[Records from a data-gathering effort]
※

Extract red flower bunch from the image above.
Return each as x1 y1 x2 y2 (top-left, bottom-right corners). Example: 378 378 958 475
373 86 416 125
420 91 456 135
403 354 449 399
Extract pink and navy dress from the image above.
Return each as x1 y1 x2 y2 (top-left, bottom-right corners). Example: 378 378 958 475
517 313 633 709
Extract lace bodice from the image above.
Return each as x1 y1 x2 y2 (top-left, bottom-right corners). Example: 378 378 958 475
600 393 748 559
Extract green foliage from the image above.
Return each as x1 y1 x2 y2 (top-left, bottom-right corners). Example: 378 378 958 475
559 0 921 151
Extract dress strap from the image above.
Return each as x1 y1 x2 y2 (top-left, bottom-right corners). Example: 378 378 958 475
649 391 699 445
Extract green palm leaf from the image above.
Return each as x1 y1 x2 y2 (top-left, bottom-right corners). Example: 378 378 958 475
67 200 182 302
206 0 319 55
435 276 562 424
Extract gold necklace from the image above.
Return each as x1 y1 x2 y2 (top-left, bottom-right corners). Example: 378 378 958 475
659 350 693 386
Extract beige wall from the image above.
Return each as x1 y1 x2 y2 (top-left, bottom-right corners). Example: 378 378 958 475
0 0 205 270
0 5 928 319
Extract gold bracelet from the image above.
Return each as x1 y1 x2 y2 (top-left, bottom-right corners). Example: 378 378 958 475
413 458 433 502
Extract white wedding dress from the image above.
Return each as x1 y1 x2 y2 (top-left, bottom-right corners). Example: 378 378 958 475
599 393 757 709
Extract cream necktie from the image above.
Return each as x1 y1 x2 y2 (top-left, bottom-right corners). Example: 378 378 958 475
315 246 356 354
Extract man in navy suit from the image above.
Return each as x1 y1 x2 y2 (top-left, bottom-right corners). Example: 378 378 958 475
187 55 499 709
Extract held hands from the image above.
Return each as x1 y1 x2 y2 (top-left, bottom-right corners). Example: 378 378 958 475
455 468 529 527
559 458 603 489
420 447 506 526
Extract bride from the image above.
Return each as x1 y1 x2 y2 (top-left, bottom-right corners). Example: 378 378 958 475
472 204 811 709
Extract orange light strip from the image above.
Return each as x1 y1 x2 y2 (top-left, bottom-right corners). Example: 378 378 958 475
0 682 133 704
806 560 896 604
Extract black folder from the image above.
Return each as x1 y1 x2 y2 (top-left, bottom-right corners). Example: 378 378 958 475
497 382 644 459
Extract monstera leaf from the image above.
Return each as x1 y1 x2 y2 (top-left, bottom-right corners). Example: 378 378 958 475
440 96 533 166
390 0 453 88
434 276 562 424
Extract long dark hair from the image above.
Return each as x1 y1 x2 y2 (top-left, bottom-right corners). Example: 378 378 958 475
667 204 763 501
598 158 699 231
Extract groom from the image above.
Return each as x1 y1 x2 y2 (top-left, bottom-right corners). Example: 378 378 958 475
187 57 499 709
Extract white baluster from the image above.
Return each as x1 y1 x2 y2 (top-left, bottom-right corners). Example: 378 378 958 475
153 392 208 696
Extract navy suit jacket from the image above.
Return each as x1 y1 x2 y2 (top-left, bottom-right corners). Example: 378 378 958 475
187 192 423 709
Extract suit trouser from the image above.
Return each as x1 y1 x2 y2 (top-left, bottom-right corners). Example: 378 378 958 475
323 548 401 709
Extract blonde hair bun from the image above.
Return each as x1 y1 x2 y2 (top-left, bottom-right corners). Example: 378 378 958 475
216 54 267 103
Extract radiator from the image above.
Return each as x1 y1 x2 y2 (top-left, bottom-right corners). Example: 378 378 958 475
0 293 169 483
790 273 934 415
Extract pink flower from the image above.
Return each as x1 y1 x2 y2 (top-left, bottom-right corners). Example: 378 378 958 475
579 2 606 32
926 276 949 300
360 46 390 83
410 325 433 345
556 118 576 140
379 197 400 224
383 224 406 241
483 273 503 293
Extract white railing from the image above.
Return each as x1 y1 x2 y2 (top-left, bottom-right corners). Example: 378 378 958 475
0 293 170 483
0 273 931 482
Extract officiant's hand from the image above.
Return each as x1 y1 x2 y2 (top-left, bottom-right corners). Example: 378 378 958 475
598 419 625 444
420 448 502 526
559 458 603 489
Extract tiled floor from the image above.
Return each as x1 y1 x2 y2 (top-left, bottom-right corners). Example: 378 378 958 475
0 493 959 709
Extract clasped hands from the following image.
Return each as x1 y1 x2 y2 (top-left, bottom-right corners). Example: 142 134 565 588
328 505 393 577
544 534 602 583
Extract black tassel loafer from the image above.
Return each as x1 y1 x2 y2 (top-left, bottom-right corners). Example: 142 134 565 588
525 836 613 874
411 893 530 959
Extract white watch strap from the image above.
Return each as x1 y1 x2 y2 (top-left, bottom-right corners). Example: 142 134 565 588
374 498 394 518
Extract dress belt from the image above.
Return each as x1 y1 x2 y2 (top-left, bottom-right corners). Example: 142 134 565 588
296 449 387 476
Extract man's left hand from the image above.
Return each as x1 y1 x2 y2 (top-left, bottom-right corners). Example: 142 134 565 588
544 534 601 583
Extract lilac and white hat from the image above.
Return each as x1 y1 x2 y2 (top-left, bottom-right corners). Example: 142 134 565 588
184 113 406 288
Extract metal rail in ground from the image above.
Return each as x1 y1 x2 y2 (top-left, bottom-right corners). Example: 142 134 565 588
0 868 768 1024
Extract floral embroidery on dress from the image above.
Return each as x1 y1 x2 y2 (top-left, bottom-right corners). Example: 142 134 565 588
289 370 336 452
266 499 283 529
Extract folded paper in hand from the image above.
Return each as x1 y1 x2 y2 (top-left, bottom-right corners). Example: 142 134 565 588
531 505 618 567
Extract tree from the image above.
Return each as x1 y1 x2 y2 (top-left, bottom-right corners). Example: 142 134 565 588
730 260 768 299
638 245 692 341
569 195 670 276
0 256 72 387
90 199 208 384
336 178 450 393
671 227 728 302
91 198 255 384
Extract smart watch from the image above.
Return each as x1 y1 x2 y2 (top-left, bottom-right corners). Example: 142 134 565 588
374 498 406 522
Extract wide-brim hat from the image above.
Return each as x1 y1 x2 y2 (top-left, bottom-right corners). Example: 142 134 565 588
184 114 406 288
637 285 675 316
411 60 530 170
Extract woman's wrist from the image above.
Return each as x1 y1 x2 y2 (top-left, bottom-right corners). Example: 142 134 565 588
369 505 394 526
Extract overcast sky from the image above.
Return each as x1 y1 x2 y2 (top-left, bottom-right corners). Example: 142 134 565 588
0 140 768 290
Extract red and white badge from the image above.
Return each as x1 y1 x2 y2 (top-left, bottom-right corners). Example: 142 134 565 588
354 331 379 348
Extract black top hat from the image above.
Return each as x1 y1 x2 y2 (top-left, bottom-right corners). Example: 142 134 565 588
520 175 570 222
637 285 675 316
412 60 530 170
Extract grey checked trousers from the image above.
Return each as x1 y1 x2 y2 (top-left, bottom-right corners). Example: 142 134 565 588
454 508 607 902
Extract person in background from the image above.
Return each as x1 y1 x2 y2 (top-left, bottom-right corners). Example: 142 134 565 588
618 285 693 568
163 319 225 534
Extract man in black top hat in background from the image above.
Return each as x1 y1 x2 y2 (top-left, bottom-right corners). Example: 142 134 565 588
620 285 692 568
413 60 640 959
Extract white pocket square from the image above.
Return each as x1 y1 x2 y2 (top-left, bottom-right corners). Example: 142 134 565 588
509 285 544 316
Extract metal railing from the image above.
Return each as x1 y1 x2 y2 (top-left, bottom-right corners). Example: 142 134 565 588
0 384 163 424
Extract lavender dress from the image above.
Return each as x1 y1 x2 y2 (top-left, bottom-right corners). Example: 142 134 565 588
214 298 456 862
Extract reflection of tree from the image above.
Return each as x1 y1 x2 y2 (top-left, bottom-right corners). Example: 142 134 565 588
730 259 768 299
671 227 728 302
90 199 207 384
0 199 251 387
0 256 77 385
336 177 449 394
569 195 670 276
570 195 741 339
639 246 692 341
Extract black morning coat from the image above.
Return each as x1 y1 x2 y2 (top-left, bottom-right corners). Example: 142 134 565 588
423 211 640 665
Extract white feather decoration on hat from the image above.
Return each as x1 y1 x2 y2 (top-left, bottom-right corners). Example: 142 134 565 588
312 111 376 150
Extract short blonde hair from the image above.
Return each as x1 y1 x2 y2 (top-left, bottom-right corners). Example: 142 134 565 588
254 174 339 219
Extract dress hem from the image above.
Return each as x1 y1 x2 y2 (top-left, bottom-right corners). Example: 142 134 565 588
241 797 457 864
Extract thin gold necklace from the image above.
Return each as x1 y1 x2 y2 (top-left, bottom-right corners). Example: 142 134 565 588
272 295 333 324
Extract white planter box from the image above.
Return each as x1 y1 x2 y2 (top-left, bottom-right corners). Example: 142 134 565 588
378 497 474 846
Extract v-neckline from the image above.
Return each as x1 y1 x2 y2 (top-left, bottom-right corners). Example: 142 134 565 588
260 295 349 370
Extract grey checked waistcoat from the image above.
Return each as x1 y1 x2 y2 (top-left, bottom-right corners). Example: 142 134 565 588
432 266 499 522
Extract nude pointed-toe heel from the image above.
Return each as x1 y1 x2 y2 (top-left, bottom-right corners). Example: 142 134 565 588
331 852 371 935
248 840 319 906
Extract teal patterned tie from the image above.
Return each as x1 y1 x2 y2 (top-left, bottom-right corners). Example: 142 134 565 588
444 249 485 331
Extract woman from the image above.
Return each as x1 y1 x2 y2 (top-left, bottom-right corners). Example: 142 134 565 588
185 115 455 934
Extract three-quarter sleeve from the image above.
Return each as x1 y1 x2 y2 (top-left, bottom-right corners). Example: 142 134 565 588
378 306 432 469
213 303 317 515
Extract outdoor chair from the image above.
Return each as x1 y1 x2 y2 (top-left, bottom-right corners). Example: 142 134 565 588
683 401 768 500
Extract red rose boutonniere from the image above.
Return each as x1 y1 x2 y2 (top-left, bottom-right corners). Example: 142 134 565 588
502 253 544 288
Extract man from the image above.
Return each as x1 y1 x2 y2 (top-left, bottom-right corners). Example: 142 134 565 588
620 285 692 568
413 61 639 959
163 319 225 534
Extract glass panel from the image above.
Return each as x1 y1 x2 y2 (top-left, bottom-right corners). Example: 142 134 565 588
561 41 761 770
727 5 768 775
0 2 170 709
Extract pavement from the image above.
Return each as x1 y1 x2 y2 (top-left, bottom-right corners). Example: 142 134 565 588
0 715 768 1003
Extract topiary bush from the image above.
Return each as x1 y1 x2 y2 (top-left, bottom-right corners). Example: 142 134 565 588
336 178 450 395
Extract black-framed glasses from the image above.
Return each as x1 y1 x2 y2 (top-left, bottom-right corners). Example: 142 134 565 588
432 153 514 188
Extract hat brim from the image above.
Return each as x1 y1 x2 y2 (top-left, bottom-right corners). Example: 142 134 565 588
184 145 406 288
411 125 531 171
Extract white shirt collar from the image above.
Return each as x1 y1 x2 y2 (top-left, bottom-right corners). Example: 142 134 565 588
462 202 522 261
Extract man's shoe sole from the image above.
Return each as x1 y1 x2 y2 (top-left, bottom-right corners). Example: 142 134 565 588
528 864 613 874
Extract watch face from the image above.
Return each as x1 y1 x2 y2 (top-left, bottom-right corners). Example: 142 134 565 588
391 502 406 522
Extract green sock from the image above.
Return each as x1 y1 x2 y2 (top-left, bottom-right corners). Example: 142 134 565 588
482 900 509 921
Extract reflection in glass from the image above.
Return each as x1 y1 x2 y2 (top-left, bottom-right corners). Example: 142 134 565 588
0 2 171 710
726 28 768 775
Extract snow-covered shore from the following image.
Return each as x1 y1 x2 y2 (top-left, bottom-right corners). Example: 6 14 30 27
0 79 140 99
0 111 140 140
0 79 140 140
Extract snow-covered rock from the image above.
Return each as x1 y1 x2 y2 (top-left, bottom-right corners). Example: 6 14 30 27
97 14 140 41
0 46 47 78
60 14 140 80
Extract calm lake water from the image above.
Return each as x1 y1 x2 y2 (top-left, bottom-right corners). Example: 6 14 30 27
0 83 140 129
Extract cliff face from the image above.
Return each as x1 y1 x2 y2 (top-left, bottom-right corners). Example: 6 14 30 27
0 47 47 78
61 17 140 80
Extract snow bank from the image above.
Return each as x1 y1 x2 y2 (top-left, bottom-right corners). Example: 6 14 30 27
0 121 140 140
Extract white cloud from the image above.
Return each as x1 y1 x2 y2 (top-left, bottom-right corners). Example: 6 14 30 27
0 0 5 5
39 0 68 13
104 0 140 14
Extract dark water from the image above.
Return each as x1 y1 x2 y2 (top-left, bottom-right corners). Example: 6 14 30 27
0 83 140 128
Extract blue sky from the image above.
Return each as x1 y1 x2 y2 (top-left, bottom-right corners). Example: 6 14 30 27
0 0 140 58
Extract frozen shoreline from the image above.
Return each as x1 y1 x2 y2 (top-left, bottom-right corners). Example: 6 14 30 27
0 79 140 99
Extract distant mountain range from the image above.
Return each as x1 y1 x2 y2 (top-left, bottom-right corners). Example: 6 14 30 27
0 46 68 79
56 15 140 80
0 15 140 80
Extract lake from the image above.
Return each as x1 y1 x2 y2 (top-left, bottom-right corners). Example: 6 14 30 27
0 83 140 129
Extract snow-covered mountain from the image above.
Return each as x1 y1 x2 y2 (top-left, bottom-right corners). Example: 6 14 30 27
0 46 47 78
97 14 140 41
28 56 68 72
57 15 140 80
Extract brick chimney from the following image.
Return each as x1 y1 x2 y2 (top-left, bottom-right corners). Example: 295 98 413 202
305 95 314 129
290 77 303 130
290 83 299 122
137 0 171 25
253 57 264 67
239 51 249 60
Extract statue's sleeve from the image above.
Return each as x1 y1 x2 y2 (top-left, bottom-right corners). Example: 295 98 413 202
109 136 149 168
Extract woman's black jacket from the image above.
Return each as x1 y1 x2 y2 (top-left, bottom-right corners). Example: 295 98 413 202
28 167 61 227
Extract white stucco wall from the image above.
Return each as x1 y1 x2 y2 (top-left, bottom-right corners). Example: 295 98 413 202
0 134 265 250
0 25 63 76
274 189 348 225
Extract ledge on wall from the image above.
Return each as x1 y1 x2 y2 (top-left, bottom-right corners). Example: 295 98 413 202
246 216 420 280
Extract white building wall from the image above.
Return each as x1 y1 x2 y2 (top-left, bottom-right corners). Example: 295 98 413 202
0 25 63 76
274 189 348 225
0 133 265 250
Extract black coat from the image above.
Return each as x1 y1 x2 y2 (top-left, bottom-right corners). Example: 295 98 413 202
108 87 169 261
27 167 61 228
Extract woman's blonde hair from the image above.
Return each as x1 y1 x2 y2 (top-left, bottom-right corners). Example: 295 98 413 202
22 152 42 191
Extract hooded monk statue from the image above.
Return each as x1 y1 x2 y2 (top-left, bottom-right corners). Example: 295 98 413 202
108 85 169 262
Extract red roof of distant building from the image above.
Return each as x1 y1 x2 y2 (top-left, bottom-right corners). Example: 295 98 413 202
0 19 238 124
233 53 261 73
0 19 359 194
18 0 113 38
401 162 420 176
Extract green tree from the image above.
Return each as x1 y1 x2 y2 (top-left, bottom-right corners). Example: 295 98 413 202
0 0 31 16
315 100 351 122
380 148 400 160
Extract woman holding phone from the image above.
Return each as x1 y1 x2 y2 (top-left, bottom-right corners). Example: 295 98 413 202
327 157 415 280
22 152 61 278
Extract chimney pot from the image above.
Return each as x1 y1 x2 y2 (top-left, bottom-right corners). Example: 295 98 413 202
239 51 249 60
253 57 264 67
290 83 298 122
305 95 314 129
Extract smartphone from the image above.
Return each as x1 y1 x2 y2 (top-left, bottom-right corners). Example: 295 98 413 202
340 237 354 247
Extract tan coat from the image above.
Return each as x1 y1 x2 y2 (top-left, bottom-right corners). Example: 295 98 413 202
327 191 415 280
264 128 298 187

※

**Aim:** Put the stretch of records from the start through the line that contains "413 458 433 502" into a two-column CSV headed input and output. Each row should pair a text with its answer, with each value in one quoted field and line breaks replaced by spaces.

**Solution:**
input,output
"Extract red flower bunch from the image above. Return each as x1 y1 x2 y2 (top-left, bottom-right corners). Example: 378 378 958 475","373 86 416 125 420 91 456 135 403 354 449 399"
"Extract pink and navy dress from the image above. Return each as x1 y1 x2 y2 (top-left, bottom-right corners). Example: 378 378 958 475","517 313 633 709"
"Extract lace bodice from the image above. Return each as x1 y1 x2 y2 (top-left, bottom-right corners). Example: 378 378 958 475","600 393 748 559"
"Extract green foliage from the image above. Return each as x1 y1 x2 y2 (top-left, bottom-right corners). Example: 378 378 958 475","559 0 921 151"
"Extract dress strap from the image above. Return each as x1 y1 x2 y2 (top-left, bottom-right corners). Example: 378 378 958 475","649 391 699 445"
"Extract green palm leaf from the image above. Return each as x1 y1 x2 y2 (top-left, bottom-right corners). Example: 378 378 958 475","67 200 182 302 206 0 319 55 435 276 562 424"
"Extract gold necklace from the image above. Return each as x1 y1 x2 y2 (top-left, bottom-right corners). Example: 378 378 958 475","659 350 693 386"
"Extract beige wall from the image above. Return each as x1 y1 x2 y2 (top-left, bottom-right corners). Example: 378 378 958 475","0 0 205 270 0 5 928 319"
"Extract gold bracelet from the image above. Return each as x1 y1 x2 y2 (top-left, bottom-right corners). Example: 378 378 958 475","413 458 433 502"